** Goal **
Retype all of the data exactly as given.

──────── Dataset content ────────

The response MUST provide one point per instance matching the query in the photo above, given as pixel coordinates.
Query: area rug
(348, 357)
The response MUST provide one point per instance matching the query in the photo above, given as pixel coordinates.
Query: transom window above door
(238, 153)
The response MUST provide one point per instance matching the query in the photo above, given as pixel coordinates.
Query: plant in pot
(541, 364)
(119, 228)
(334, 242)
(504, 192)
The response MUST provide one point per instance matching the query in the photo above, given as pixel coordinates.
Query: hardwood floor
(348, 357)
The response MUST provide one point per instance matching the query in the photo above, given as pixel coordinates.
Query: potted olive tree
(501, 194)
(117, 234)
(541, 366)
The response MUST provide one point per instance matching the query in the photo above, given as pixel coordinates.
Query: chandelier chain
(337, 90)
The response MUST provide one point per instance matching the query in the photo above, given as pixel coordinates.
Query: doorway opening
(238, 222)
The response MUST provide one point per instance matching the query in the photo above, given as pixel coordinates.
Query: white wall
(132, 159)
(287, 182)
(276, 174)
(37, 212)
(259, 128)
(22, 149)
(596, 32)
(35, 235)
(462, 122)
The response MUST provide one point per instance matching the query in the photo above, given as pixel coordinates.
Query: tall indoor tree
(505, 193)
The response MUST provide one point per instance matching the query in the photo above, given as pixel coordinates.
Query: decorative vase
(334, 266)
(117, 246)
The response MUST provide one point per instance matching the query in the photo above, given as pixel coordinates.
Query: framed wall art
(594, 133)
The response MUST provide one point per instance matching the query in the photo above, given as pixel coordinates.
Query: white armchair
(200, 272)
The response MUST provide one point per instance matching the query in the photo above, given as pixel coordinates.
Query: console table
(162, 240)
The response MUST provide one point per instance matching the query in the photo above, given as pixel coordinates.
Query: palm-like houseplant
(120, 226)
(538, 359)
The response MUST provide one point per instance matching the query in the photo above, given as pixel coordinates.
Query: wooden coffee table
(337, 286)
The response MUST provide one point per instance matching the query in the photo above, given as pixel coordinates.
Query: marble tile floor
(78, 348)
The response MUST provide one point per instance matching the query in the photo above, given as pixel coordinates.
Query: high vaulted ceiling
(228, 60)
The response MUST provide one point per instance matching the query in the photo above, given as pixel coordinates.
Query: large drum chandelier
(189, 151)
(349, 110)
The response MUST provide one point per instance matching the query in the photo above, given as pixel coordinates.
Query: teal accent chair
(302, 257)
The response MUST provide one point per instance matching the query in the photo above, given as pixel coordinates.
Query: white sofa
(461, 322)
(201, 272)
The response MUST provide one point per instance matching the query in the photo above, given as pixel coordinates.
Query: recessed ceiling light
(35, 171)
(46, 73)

────────

** Task response **
The response MUST provide one point per instance matching the query in the photo above, given as pixel coordinates.
Query: area rug
(348, 357)
The response MUST provide one point per instance matching the query in the photo above, given as pixel coordinates.
Query: transom window above door
(238, 153)
The response MUST provide one point per instance matching the query in the photo above, given as pixel coordinates.
Query: plant in pot
(541, 364)
(119, 228)
(334, 242)
(504, 192)
The response MUST provide one point per instance matching the query in the photo above, given as pixel coordinates.
Query: hardwood floor
(348, 357)
The response MUST provide one point per instance matching the query in the photo above, given as pixel coordinates.
Query: potted olive tree
(501, 194)
(117, 234)
(541, 366)
The response MUST provide one point per instance matching the query in the photo above, given as pixel coordinates.
Query: chandelier chain
(337, 90)
The response MUST provide one point per instance matching the query in the photo above, given as pixel coordinates.
Query: doorway opening
(238, 222)
The response MUST provide one point per instance matching the query in the photo above, given as pixel coordinates.
Query: white wall
(132, 159)
(287, 182)
(276, 174)
(37, 212)
(259, 128)
(22, 149)
(596, 32)
(35, 235)
(462, 122)
The response MUST provide one point per instance matching the query in the photo above, given as pixel coordinates.
Query: tall indoor tree
(505, 193)
The response MUST provide one point per instance matching the query in the photo above, given as pixel coordinates.
Query: decorative vase
(334, 266)
(117, 246)
The response MUST provide one point per instance matching the query in the photo above, given as pixel coordinates.
Query: framed wall art
(594, 133)
The response MUST provide one point per instance matching the query in the photo above, given as pixel coordinates.
Query: white armchair
(200, 272)
The response MUST provide one point per instance matching the query in the photo above, given as pixel coordinates.
Query: console table
(162, 240)
The response MUST provide one point per instance matching the query in the photo above, given as pixel coordinates.
Query: palm-like houseplant
(120, 226)
(538, 359)
The response MUST provide one point per instance matching the query in the photo above, given as pixel coordinates.
Query: wooden coffee table
(337, 286)
The response MUST provide one point per instance matching the query in the photo above, given as pixel coordinates.
Query: marble tile floor
(78, 348)
The response MUST provide one point per instance matching the query in the photo above, given as pixel coordinates.
Query: high vaulted ceiling
(228, 60)
The response MUST provide one point per instance matching the query in the photo above, given as pixel coordinates.
Query: large drum chandelier
(189, 151)
(349, 110)
The response MUST provide one point per instance matching the query in the photo above, given as pixel coordinates.
Query: teal accent chair
(302, 257)
The response MUST provide one point per instance matching the query in the photo above, given as pixel coordinates.
Query: white sofa
(461, 322)
(201, 272)
The response MUST provide one point per instance matching the query in the photo above, given as pixel coordinates.
Query: recessed ceiling light
(35, 171)
(46, 73)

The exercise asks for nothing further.